WORK ITEM:
From the first line of the entries below to the line with "the child's hand.", give each line again exactly.

DATA LISTING:
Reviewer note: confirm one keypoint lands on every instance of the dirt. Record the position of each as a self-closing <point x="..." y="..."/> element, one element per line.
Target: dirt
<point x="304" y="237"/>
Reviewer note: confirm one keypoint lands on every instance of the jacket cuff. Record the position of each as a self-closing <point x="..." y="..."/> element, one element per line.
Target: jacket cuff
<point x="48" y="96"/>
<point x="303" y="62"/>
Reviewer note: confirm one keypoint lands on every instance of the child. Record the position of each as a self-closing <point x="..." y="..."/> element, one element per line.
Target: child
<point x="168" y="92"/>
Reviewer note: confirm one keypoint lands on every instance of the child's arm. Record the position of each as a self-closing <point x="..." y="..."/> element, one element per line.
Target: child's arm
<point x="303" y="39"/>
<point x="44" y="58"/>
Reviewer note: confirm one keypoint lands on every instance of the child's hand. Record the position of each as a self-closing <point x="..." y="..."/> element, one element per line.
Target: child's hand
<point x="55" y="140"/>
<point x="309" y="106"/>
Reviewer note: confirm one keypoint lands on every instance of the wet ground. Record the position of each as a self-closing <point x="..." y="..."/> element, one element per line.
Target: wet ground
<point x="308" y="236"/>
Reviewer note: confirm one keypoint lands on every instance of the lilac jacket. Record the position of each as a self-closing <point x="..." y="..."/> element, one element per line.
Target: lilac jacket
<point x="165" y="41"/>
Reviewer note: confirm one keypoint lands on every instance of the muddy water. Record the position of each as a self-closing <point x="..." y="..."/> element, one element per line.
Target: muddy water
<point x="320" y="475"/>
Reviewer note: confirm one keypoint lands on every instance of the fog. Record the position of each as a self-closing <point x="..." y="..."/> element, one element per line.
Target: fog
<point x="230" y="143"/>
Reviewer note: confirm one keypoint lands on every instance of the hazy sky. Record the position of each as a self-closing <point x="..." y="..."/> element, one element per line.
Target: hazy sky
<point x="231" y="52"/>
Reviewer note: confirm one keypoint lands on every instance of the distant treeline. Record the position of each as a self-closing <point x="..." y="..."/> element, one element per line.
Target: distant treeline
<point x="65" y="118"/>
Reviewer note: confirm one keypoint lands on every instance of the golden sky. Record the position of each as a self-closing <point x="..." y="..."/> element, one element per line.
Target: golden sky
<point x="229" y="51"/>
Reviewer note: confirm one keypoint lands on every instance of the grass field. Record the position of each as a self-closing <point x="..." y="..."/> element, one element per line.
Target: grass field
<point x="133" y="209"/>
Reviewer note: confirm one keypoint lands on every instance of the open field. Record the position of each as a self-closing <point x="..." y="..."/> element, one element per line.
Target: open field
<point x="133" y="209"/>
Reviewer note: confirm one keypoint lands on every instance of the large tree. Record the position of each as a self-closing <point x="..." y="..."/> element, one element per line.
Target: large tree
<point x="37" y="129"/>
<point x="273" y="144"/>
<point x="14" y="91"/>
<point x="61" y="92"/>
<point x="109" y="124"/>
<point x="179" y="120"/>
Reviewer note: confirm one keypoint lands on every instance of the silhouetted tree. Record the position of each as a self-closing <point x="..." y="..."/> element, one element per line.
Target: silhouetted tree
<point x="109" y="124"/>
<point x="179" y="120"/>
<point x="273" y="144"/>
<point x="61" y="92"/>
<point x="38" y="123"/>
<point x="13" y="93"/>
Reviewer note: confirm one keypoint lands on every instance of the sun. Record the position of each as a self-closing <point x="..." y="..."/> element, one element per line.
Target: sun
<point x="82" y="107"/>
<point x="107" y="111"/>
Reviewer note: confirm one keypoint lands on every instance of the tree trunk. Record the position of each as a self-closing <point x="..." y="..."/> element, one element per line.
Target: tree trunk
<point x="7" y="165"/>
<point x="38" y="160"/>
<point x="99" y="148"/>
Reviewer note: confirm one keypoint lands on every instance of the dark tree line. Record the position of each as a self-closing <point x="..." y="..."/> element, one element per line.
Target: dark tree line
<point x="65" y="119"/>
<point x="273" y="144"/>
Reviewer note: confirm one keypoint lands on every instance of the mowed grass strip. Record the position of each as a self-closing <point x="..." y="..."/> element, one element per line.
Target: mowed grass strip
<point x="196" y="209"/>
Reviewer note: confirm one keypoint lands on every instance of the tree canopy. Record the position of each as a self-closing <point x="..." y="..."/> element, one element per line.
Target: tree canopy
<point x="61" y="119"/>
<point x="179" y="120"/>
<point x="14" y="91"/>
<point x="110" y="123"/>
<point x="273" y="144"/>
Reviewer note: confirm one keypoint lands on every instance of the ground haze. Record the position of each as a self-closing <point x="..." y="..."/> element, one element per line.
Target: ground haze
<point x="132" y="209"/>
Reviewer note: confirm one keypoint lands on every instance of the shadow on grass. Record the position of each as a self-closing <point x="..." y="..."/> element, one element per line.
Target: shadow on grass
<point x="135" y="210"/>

WORKED SOLUTION:
Reviewer note: confirm one keypoint lands on every instance of the dirt. Record the position of each as a self-closing <point x="..." y="..."/> element, one element per line.
Target: dirt
<point x="304" y="237"/>
Reviewer note: confirm one keypoint lands on every instance of the jacket cuff. Record the position of each as a self-closing <point x="..." y="..."/> element, one element per line.
Target: jacket cuff
<point x="48" y="96"/>
<point x="303" y="62"/>
Reviewer note: confirm one keypoint lands on every instance of the child. Record the position of each as a self-closing <point x="..." y="..."/> element, one element per line.
Target: child
<point x="168" y="92"/>
Reviewer note: confirm one keypoint lands on every instance of the child's arm. Record the position of each as a self-closing <point x="..." y="..."/> element, one element per line.
Target: child's arm
<point x="303" y="39"/>
<point x="44" y="58"/>
Reviewer note: confirm one keypoint lands on every instance of the child's hand. Record the position of each as a self-closing <point x="..." y="..."/> element, one element per line.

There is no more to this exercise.